%%

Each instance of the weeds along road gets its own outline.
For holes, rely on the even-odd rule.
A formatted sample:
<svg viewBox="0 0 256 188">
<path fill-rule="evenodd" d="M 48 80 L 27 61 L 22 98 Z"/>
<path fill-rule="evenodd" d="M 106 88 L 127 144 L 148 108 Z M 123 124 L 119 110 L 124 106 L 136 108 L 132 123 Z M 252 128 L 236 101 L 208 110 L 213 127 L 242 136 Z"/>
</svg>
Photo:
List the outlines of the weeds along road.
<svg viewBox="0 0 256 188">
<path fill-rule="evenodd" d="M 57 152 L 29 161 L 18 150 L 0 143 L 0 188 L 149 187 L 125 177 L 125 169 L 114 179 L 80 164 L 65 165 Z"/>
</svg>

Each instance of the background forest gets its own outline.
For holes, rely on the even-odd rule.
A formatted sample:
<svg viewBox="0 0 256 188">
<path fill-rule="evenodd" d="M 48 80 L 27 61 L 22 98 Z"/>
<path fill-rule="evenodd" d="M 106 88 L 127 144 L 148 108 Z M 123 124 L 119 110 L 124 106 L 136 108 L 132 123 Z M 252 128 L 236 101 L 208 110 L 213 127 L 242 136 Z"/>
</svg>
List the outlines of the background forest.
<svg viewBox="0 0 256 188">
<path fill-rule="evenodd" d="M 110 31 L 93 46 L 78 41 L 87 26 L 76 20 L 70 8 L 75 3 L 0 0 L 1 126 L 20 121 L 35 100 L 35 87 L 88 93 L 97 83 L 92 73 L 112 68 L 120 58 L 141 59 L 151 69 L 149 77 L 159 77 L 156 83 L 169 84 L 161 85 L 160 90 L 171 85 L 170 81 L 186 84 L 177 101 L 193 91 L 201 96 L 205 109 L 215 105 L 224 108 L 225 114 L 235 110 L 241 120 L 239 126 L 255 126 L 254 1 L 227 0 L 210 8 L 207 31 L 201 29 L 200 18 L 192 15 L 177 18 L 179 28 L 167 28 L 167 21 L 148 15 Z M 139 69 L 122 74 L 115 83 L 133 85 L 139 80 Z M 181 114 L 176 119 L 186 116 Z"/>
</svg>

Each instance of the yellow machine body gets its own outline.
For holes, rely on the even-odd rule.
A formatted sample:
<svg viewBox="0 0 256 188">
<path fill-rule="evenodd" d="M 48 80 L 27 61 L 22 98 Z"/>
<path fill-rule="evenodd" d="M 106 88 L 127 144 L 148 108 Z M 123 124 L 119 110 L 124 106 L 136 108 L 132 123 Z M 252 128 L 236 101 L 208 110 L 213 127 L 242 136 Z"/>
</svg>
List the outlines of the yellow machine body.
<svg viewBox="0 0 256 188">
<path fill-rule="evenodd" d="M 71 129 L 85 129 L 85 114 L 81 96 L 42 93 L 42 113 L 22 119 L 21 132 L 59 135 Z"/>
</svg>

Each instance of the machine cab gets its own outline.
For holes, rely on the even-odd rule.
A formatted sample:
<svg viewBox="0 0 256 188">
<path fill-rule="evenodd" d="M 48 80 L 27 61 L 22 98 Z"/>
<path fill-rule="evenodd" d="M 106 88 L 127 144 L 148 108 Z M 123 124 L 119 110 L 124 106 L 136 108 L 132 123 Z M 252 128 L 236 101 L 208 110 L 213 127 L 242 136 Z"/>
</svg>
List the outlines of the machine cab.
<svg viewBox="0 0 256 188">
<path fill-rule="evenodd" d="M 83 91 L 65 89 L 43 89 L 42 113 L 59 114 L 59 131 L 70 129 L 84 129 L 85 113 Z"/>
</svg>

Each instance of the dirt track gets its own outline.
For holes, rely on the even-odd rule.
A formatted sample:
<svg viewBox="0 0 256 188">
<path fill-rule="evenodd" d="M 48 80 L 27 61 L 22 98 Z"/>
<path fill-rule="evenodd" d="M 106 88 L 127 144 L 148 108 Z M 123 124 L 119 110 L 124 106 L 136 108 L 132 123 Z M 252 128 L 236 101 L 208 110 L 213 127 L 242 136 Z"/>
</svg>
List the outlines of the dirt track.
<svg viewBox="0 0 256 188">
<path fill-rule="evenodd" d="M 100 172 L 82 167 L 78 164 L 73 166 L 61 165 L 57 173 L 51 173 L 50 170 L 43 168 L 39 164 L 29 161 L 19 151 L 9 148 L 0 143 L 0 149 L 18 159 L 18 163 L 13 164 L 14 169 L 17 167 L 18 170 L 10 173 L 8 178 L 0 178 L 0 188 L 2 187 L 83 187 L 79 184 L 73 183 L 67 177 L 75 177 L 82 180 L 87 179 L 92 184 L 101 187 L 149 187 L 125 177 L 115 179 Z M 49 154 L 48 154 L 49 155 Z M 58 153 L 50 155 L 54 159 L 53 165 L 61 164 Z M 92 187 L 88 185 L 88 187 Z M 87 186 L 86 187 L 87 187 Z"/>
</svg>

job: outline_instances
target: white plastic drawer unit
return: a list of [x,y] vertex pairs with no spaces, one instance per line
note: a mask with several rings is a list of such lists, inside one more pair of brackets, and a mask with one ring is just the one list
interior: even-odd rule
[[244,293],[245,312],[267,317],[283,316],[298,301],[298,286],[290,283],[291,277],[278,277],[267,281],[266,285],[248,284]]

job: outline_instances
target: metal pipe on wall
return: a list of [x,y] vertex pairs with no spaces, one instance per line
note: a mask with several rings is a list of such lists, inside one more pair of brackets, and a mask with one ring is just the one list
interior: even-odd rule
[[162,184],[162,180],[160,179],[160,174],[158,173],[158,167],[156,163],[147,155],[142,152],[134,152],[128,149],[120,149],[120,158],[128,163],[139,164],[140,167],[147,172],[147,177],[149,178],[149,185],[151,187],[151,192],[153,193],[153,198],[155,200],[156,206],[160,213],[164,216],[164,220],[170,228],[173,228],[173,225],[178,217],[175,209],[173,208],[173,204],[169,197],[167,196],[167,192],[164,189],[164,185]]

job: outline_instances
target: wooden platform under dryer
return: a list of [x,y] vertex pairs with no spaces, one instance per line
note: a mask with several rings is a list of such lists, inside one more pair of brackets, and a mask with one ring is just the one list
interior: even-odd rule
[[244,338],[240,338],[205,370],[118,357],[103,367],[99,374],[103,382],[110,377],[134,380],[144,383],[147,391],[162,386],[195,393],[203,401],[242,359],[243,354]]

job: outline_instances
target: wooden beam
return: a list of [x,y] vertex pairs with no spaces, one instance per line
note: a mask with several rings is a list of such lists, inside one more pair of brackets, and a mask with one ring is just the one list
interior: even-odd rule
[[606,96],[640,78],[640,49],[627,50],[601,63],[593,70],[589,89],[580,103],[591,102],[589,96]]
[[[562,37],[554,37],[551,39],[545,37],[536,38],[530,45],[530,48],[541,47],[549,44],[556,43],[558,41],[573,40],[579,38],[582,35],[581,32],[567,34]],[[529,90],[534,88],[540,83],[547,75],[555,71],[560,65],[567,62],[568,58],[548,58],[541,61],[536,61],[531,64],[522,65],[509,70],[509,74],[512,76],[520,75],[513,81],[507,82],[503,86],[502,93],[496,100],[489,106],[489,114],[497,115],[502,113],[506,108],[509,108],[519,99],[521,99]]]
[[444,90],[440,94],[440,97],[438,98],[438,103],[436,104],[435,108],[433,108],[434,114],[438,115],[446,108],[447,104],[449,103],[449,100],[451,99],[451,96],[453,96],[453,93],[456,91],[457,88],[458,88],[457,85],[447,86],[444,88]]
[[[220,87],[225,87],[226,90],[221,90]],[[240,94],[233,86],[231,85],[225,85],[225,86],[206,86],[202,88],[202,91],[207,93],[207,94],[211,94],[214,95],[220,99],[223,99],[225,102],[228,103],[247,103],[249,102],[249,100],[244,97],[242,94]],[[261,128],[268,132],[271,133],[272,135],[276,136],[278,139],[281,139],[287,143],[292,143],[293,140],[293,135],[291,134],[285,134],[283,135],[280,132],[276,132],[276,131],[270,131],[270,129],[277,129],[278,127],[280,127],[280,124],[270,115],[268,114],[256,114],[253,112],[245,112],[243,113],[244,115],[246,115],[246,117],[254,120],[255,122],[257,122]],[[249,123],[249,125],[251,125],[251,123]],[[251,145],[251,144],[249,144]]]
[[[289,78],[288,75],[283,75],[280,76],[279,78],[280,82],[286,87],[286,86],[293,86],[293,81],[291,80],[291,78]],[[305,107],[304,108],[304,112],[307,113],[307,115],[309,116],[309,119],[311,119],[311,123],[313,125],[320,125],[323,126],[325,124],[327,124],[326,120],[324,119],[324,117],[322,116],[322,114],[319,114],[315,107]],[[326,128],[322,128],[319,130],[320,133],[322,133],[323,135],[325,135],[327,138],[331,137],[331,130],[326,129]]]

%%

→ What you need to do:
Which lines of the data above contain the word "Each"? Show every such line in full, treating case as significant.

→ Output for this exercise:
Each instance of the weeds along road gets its own outline.
Each instance of the background forest gets its own outline.
Each instance of the yellow machine body gets its own outline.
Each instance of the machine cab gets its own outline.
Each instance of the dirt track gets its own outline.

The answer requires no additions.